> **Stated task**: Convert the lines of all the items below into one numbered list, dropping any blank lines.

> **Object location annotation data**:
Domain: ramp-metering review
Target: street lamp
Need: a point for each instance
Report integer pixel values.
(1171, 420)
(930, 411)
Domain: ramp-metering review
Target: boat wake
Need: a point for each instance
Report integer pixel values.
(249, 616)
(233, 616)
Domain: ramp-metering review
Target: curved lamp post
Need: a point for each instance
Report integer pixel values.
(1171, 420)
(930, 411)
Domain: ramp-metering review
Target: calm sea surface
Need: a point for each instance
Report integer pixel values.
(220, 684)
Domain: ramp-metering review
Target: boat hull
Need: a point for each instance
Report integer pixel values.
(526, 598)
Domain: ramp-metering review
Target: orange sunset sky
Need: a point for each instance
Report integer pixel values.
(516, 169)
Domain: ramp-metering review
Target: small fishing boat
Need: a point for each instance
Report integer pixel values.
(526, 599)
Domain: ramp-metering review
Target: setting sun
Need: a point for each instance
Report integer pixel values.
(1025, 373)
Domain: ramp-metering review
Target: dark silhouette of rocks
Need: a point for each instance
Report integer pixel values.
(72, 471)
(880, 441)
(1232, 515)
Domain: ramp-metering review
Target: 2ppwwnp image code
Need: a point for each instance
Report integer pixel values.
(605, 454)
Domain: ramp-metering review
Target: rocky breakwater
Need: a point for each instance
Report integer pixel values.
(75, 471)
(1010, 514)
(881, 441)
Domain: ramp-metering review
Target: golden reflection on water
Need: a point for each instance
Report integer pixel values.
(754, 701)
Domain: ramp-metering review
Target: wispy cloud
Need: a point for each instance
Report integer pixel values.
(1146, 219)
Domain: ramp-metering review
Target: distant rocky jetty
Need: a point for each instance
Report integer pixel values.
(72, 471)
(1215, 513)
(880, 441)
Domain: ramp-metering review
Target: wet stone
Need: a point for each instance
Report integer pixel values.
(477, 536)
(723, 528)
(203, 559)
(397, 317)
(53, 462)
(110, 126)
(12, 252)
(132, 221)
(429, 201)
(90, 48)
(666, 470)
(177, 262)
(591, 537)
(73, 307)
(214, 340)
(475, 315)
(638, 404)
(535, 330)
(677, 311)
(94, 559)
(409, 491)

> **Final answer**:
1. Domain: ramp-metering review
2. Target: street lamp
3. Need: a point for each instance
4. Report integer pixel values.
5. (1171, 420)
6. (930, 411)
7. Domain: ramp-metering review
8. Target: boat wake
9. Need: a point for each instance
10. Report integer pixel values.
11. (249, 616)
12. (233, 616)
13. Domain: ramp-metering review
14. Target: curved lamp post
15. Need: a point for each instance
16. Report integer pixel values.
17. (1171, 420)
18. (930, 411)
19. Domain: ramp-metering review
20. Target: calm sea surface
21. Need: a point for each instance
22. Report integer pixel values.
23. (220, 684)
24. Domain: ramp-metering review
25. Target: boat hull
26. Need: a point for each instance
27. Report integer pixel values.
28. (526, 598)
29. Domain: ramp-metering review
30. Target: orange sunset sky
31. Need: a point for each instance
32. Report integer pixel values.
33. (516, 169)
34. Domain: ramp-metering review
35. Target: small fishing boat
36. Need: a point for each instance
37. Report integer pixel values.
38. (526, 599)
39. Domain: ramp-metering review
40. Target: setting sun
41. Need: a point for each instance
42. Report integer pixel values.
43. (1025, 373)
44. Domain: ramp-metering review
45. Target: dark silhouette of rocks
46. Need: a point for each instance
47. Report integer pixel values.
48. (72, 471)
49. (880, 441)
50. (1232, 515)
51. Domain: ramp-metering review
52. Target: 2ppwwnp image code
53. Need: a point for each instance
54. Report integer pixel values.
55. (605, 454)
56. Domain: ramp-metering review
57. Target: rocky breakwater
58. Need: a point for each instance
59. Report integer pixel values.
60. (75, 471)
61. (1010, 514)
62. (881, 441)
63. Domain: ramp-metering review
64. Target: golden reflection on water
65. Need: a point for each instance
66. Report integer pixel values.
67. (754, 701)
68. Domain: ramp-metering review
69. Target: wispy cloud
70. Need: a point for each instance
71. Report integer pixel values.
72. (1146, 219)
73. Domain: ramp-metering review
74. Target: distant rocky jetty
75. Need: a point for each instance
76. Report integer pixel values.
77. (72, 471)
78. (1215, 513)
79. (880, 441)
80. Domain: ramp-metering review
81. Target: wet stone
82. Need: a point for each instance
83. Report integer pixel values.
84. (477, 536)
85. (723, 528)
86. (203, 559)
87. (397, 317)
88. (53, 462)
89. (110, 126)
90. (12, 252)
91. (132, 221)
92. (429, 201)
93. (90, 48)
94. (666, 470)
95. (177, 262)
96. (591, 537)
97. (73, 307)
98. (214, 340)
99. (475, 315)
100. (638, 404)
101. (535, 330)
102. (677, 311)
103. (94, 559)
104. (409, 491)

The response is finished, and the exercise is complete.